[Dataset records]

======

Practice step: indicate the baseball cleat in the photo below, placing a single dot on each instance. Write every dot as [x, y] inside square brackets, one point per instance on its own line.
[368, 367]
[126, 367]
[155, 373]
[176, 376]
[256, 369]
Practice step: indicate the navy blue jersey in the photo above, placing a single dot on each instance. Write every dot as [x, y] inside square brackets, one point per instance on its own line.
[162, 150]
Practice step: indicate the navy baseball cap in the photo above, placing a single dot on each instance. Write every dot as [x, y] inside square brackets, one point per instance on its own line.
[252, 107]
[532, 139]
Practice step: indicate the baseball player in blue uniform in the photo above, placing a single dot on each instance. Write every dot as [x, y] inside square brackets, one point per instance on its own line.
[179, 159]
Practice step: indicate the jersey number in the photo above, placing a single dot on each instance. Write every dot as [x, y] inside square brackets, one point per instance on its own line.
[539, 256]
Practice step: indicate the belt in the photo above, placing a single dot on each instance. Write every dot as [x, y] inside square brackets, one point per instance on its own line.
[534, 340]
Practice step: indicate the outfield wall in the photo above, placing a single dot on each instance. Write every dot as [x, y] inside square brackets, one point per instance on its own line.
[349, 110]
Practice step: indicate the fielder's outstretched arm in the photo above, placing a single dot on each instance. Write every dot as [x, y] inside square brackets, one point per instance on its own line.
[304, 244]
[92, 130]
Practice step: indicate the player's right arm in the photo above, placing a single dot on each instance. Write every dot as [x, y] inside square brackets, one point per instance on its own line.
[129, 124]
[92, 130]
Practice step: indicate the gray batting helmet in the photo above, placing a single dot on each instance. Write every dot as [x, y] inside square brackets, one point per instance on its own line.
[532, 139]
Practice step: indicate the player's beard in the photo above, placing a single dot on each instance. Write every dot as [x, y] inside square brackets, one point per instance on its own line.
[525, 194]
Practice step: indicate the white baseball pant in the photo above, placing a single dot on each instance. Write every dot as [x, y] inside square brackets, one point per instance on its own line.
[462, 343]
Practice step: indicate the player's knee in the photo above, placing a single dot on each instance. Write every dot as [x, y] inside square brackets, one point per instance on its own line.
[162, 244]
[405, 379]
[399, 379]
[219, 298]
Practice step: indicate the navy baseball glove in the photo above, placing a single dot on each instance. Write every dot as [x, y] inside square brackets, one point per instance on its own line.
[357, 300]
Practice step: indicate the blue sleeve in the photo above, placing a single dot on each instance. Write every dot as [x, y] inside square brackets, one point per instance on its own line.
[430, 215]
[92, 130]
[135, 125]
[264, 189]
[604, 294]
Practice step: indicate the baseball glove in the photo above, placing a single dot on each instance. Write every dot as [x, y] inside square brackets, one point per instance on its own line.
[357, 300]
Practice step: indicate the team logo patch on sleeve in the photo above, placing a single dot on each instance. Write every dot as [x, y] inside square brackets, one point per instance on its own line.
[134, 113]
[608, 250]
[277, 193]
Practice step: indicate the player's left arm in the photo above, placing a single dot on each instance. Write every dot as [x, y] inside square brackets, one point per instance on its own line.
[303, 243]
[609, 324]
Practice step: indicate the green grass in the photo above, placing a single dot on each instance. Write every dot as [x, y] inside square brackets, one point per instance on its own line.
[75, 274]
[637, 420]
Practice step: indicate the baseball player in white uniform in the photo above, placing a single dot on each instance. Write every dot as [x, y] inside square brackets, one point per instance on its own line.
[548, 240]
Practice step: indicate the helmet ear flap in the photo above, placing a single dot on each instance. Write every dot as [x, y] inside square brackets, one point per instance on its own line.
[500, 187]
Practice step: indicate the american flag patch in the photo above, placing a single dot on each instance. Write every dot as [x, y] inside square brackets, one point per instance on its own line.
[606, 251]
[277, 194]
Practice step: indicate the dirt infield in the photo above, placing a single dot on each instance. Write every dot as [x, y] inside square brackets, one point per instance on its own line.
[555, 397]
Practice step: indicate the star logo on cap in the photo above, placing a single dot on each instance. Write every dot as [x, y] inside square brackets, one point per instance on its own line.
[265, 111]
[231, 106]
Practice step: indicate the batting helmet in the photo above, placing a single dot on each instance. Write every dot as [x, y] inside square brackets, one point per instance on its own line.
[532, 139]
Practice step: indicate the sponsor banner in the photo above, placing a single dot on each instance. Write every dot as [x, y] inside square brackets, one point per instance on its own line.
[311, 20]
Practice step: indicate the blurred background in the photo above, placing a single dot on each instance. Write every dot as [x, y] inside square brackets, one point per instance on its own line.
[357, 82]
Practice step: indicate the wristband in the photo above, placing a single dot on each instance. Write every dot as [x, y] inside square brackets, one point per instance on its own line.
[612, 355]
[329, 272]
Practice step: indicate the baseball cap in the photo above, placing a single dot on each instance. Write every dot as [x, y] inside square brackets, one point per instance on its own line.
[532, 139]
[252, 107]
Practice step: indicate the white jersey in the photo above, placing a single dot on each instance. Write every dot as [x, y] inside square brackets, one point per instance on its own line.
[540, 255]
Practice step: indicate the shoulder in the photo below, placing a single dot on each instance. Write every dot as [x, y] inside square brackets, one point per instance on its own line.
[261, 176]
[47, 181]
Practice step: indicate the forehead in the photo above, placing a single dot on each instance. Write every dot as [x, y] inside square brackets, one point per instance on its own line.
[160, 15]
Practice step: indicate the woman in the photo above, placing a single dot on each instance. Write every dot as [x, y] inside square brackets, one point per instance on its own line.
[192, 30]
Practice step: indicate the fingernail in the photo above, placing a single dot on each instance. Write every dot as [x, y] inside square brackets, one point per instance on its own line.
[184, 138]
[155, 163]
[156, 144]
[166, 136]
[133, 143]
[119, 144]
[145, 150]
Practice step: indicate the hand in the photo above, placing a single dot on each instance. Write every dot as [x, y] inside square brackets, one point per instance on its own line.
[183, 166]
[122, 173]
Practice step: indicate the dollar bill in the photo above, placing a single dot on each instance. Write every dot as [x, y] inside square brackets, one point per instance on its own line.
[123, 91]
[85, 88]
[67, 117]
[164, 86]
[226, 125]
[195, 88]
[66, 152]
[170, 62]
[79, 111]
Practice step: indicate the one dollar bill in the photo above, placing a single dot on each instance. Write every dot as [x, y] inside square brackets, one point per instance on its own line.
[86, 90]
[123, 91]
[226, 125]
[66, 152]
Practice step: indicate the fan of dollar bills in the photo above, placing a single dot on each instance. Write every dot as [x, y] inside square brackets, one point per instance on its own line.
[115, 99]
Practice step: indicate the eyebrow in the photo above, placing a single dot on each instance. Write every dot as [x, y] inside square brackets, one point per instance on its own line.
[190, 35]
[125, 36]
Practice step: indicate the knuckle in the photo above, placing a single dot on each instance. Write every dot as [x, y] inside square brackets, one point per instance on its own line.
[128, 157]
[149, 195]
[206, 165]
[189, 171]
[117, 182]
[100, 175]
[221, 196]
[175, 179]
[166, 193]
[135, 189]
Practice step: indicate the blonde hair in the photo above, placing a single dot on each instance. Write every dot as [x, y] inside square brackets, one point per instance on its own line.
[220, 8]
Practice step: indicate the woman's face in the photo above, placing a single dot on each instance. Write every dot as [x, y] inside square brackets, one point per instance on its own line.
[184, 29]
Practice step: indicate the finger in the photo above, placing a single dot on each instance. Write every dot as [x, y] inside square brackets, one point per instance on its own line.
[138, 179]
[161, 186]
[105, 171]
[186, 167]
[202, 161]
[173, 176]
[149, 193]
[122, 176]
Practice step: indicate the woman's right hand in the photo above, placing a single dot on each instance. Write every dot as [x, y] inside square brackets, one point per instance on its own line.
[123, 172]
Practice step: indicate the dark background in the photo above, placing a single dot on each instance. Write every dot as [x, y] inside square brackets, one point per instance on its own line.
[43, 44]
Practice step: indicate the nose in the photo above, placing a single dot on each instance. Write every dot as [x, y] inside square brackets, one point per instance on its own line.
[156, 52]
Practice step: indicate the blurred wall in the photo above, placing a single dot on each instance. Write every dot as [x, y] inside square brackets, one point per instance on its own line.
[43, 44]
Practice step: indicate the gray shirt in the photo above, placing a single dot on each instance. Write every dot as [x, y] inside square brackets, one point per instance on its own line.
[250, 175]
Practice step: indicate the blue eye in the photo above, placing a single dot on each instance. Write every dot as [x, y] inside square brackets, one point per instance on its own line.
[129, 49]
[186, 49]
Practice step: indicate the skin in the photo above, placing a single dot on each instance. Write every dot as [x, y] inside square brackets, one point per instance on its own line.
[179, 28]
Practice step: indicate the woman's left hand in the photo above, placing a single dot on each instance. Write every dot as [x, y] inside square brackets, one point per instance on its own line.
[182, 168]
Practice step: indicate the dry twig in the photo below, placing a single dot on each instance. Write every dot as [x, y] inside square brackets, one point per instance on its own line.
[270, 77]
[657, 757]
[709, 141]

======

Copying begins at the line that holds "Practice step: indicate the dry" and ends at the last line of the data above, with both included and each line kept exactly.

▶ SOLUTION:
Practice step: indicate the dry twig in the photo below, placing a single dot on each instance. Write every dot as [x, y] inside square brackets, one point per instance on its own line.
[270, 77]
[657, 757]
[709, 141]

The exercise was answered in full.